### Written request:
Please output as a JSON list of strings, one string per line, the lines of the material from the line holding "Would you be able to point at the person standing" through the end of the material, both ends included. Leave out blank lines and the pictures.

Begin Stored data

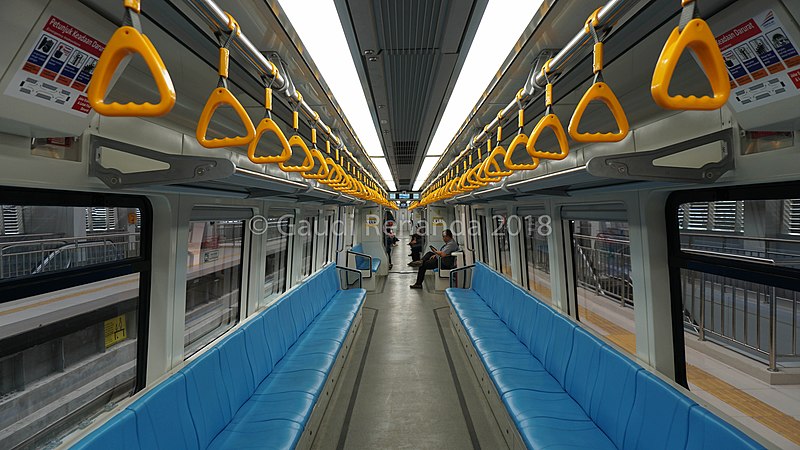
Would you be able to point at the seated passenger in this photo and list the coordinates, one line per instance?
(431, 259)
(416, 244)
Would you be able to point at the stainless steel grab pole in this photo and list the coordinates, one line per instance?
(218, 20)
(606, 18)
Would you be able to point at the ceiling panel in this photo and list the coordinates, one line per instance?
(408, 54)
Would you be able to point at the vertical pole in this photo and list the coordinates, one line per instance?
(702, 306)
(773, 330)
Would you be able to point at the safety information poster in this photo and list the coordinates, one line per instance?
(57, 69)
(763, 62)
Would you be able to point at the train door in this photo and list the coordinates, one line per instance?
(216, 275)
(277, 249)
(598, 269)
(536, 229)
(483, 237)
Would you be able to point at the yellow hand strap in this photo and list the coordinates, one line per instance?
(126, 41)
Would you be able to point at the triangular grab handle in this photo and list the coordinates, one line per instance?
(697, 36)
(308, 161)
(552, 122)
(125, 42)
(222, 96)
(267, 125)
(599, 91)
(520, 140)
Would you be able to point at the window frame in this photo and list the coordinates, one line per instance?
(20, 288)
(745, 270)
(241, 313)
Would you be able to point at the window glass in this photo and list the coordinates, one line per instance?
(306, 233)
(502, 243)
(602, 259)
(45, 239)
(279, 226)
(537, 254)
(68, 343)
(213, 281)
(740, 294)
(328, 237)
(483, 238)
(765, 229)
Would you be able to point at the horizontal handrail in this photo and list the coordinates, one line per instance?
(218, 19)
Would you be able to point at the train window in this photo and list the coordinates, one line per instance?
(602, 261)
(537, 254)
(737, 288)
(73, 304)
(502, 242)
(327, 235)
(483, 238)
(306, 232)
(213, 280)
(279, 226)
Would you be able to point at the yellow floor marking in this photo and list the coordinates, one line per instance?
(782, 423)
(65, 297)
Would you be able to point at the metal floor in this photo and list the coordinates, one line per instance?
(408, 383)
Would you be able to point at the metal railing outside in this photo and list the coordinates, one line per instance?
(756, 320)
(30, 257)
(603, 265)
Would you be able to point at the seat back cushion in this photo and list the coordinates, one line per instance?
(119, 433)
(583, 368)
(258, 353)
(298, 298)
(235, 365)
(273, 330)
(328, 284)
(541, 331)
(559, 348)
(530, 309)
(519, 299)
(162, 416)
(478, 278)
(287, 326)
(660, 415)
(706, 430)
(501, 299)
(208, 399)
(614, 394)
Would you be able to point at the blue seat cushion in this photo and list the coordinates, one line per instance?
(659, 418)
(541, 433)
(163, 419)
(294, 406)
(525, 404)
(512, 379)
(270, 434)
(709, 431)
(119, 430)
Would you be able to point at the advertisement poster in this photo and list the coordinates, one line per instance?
(57, 69)
(763, 62)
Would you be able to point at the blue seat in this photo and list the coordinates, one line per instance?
(565, 388)
(256, 388)
(363, 263)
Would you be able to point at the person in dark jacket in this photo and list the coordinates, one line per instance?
(431, 259)
(417, 242)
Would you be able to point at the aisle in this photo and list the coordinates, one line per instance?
(407, 394)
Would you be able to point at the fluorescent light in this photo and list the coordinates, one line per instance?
(424, 171)
(385, 172)
(317, 24)
(487, 53)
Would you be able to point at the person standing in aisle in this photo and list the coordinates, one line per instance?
(431, 259)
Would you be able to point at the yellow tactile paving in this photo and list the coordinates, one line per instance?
(783, 424)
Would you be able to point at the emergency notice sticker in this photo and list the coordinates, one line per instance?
(58, 68)
(762, 60)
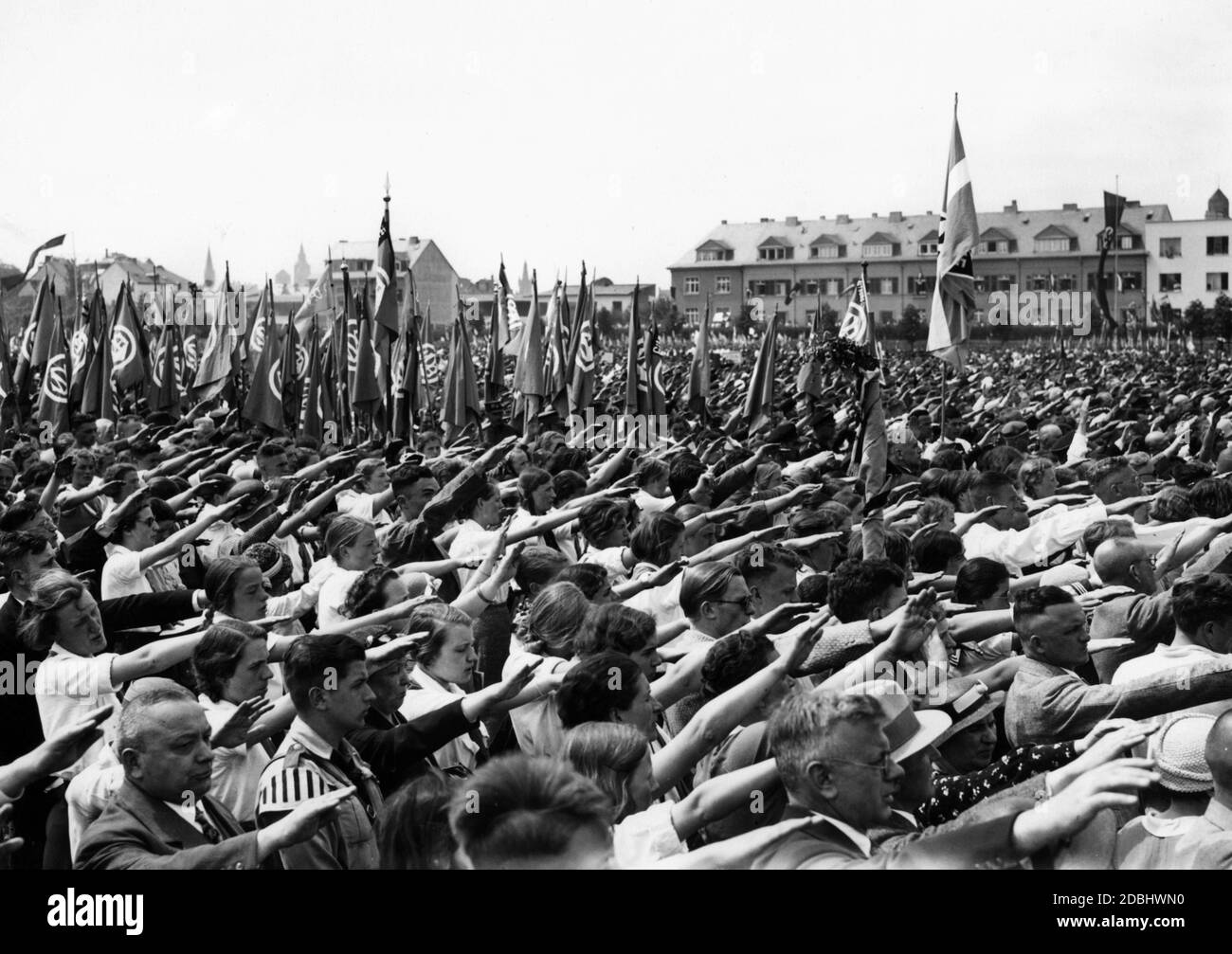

End Stored data

### Result below:
[
  "Would you be able to point at the person standing in aisle in this photo and list the coordinates, one line per instance?",
  "(431, 259)",
  "Would you be able to point at the yellow tactile paving in this photo and list the coordinates, one line per instance?",
  "(783, 424)",
  "Would you be able to point at the emergency notice sticker in this photo and list the coordinates, one line per instance?",
  "(58, 68)",
  "(762, 60)"
]